EXTRAIT CHOISI ▸

Art ou sport ? Entre les deux, le cœur du jeu vidéo balance fort, mais c’est dans la seconde direction que s’engage joyeusement Nintendo World Championships. Arrivé en plein été pour réveiller les pulsions compétitives des propriétaires de Switch, ce dernier s’appuie sur une mythologie : celle d’un grand tournoi organisé en 1990 par l’éditeur japonais à travers les États-Unis, qui vit s’affronter les joueur·ses sur trois titres de sa très populaire console NES. C’est sur la ludothèque de la même machine que repose la version moderne de ces “championnats Nintendo”, avec treize titres emblématiques de l’époque et la promesse d’une dimension cette fois vraiment mondiale, grâce au jeu en ligne.
Avant d’aller vérifier si l’on est en mesure de tutoyer, sur Excitebike ou Ice Climber, le gratin planétaire (spoiler : non), dans les modes “Championnats du monde” (qui propose cinq défis par semaine) ou “Tournois de survie”, mieux vaut commencer par un peu de contre-la-montre en solitaire. Car le principe, ici, est celui du speedrunning : le temps qu’il nous faudra pour remplir l’objectif fixé, simple au départ (grimper à une échelle de Donkey Kong), puis nettement moins au fil de notre progression (boucler au sprint les trois niveaux du même Donkey Kong), déterminera l’évaluation de notre performance par le programme. Avec, au bout du chemin de plus en plus escarpé, notre éventuelle gloire internationale.
Entre l’art vidéoludique et l’e-sport
Il y a La Légende de Zelda (1 et 2), Super Mario Bros (1, 2 et 3, plus un second épisode 2 car le Japon n’avait en son temps pas eu le même que l’Occident). Il y a Kirby’s Adventure, Metroid, Balloon Fight… Ou, plutôt, des fragments de chacun de ces jeux, qui se retrouvent décomposés en séquences d’actions plus ou moins longues et élaborées.

DONNÉES ENREGISTRÉES ▸
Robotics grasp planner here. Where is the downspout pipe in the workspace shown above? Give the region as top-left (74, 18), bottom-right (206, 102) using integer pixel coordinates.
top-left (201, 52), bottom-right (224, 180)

CONSIGNES ▸
1. Répondez à ces questions sur le texte consacré à Nintendo World Championships.
(a) En quelle année Nintendo a-t-il organisé son grand tournoi à travers les États-Unis ?
(b) Combien de titres de la NES la version moderne réunit-elle ?
(c) Combien de défis par semaine le mode « Championnats du monde » propose-t-il ?
2. Donnez la suite du texte consacré à Nintendo World Championships, à partir de sa dernière phrase.
Les données n'interviennent en rien ici.

RÉPONSES FOURNIES ▸
1.
(a) En 1990.
(b) Treize titres.
(c) Cinq défis par semaine.

2.
D’une manière assez paradoxale, avec les collections de mini-jeux WarioWare et NES Remix, Nintendo s’était d’abord livré à ce genre d’exercice sous l’angle de la réinterprétation, du détournement, voire de la parodie. Rien de tel dans Nintendo World Championships, dont le projet consiste à reproduire des phases de jeu à l’identique en isolant certains motifs ludiques, comme pour les donner à (re)découvrir libérés du prestige potentiellement écrasant ou, à l’inverse, de la réputation d’œuvres datées des jeux auxquels ils ont été empruntés.
En ressort d’abord le sentiment que Super Mario Bros, par exemple, n’est pas tant la grande aventure d’un moustachu parti sauver une princesse que des sauts, des esquives et des courses. Que Kirby, c’est flotter, gober et cracher. Que Zelda, c’est s’orienter et taper. Qu’il s’agit fondamentalement de gestes à effectuer dans le tempo voulu par les level designers, tels des instrumentistes suivant avec application la partition de compositeur·rices. Mais avec quand même notre petite touche à nous, notre signature limpide et virtuose, ou un rien bringuebalante quand le niveau des épreuves passe de “difficile” à “maître”. Et c’est ainsi qu’entre l’art vidéoludique et l’e-sport, le pas de deux, presque en douce, se poursuit.
Nintendo World Championships: NES Edition (Nintendo), sur Switch, 30 €.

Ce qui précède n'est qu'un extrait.